## Ranking Deep Learning and Artificial Intelligence Libraries

In [None]:
import requests
from retrying import retry
import logging
import pandas as pd
import numpy as np
import urllib2
import dill
import time
import json
from datetime import date, timedelta
from bs4 import BeautifulSoup
import unicodedata
import csv
import sys
import get_stack_overflow_data as gso
sys.path.append('../code')
sys.path.append('../data')

#function that adds a delay before running a function, to be used as a decorator.
def sleeper(secs):
    def realsleeper(func):
        def wrapper(*args,**kwargs):
            time.sleep(secs)
            return func(*args,**kwargs)
        return wrapper
    return realsleeper

### Create list of libraries

### 1 https://svds.com/understanding-ai-toolkits/

In [None]:
r1 = requests.get('https://svds.com/understanding-ai-toolkits/')
soup1 = BeautifulSoup(r1.text, 'lxml')

→ Your tasks:
**A.** Recast the entries, from their first line up to and including the line with "[(131, 255), (170, 201), (85, 234)]", as a JSON list of strings with one string per line, leaving out blank lines.
**B.** Continue the notebook on ranking deep learning and artificial intelligence libraries from the point where it stops.

→ Entries supplied:
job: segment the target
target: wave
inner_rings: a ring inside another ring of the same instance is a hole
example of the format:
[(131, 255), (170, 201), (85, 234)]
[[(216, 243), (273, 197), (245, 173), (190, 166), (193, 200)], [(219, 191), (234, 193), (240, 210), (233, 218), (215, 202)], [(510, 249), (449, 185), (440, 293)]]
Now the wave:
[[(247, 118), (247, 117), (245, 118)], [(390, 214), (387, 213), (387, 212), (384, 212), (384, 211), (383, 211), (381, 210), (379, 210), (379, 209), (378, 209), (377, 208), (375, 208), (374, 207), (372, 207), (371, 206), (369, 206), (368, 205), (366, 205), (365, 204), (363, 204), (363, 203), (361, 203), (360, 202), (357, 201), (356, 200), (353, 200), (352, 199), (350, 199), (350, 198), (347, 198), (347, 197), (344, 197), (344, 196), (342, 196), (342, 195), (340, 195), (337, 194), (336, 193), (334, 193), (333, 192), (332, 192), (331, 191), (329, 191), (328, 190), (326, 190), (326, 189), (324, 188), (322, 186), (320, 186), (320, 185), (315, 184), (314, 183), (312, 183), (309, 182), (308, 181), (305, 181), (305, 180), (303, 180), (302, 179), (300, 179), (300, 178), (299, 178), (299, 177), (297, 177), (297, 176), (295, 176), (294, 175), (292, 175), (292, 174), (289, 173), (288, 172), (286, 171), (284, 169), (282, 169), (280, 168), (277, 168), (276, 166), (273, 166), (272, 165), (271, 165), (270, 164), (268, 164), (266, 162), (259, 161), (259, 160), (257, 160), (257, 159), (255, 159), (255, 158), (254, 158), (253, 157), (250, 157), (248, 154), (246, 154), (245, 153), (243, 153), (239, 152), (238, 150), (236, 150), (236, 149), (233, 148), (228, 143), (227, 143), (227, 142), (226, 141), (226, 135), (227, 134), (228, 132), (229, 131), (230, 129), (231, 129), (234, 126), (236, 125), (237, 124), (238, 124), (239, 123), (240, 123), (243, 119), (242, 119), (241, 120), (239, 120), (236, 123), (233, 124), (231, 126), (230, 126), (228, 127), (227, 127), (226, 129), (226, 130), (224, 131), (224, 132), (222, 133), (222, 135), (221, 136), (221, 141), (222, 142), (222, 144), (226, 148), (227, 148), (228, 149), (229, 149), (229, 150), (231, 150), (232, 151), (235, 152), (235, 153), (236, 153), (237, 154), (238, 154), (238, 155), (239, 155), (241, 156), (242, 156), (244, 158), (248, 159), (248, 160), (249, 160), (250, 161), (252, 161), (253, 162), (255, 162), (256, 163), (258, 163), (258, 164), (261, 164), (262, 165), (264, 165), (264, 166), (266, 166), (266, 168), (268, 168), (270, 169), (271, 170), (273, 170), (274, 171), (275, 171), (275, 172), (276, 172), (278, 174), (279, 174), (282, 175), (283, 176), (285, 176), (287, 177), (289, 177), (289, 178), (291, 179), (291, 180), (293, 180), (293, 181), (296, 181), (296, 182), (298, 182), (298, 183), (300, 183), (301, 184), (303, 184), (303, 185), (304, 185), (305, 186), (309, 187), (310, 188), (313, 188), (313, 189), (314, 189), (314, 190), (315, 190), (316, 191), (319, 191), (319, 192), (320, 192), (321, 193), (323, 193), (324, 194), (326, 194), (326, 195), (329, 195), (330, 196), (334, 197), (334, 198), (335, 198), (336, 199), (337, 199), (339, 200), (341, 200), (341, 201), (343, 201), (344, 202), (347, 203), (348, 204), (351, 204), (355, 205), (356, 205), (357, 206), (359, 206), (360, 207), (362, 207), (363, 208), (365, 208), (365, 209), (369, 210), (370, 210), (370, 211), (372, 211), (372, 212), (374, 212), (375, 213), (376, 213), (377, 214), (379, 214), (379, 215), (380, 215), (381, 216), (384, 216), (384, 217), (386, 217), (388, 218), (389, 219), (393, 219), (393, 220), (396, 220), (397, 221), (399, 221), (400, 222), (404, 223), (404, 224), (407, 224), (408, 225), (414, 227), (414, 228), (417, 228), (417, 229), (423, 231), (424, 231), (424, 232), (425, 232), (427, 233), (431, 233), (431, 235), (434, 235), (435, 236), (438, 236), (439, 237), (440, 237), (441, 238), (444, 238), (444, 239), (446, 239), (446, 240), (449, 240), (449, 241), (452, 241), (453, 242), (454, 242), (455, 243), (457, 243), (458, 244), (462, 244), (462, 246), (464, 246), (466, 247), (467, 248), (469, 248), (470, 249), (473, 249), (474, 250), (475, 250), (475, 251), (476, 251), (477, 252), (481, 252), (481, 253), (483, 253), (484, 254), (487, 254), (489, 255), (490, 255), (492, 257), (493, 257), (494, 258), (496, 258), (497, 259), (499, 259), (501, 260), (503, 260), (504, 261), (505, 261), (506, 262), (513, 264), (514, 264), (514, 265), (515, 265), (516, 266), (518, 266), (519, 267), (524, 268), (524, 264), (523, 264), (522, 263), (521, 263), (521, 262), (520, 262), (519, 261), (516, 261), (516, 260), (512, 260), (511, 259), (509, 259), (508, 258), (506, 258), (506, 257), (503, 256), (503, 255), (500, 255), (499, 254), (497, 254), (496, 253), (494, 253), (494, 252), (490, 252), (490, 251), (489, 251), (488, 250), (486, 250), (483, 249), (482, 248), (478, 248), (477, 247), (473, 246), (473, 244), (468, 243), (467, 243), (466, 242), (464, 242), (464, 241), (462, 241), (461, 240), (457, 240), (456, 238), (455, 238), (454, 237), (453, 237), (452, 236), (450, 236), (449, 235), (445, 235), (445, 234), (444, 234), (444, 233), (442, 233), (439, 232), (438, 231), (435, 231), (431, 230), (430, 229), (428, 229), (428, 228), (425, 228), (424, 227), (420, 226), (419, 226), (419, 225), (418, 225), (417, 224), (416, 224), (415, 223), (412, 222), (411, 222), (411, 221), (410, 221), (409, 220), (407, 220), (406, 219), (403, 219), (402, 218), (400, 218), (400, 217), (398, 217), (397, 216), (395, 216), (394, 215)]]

→ Exercise results:
**A.**
[
  "job: segment the target",
  "target: wave",
  "inner_rings: a ring inside another ring of the same instance is a hole",
  "example of the format:",
  "[(131, 255), (170, 201), (85, 234)]"
]

**B.**
toolkit_list1 = []
for litags in soup1.findAll('li', attrs={'class':None}):
    for atag in litags.find('a'):
        toolkit_list1.append(atag.encode('utf-8').lower())

In [None]:
toolkit_list1 = toolkit_list1[0:8]

In [None]:
toolkit_list1

### 2 https://en.wikipedia.org/wiki/Comparison_of_deep_learning_software

In [None]:
r2 = requests.get('https://en.wikipedia.org/wiki/Comparison_of_deep_learning_software')
soup2 = BeautifulSoup(r2.text, 'lxml')
toolkit_list2 = []

In [None]:
for tr in soup2.findAll('tr'):
    if tr.find('td'):
        toolkit_list2.append(tr.find('td').text.encode('utf-8').lower())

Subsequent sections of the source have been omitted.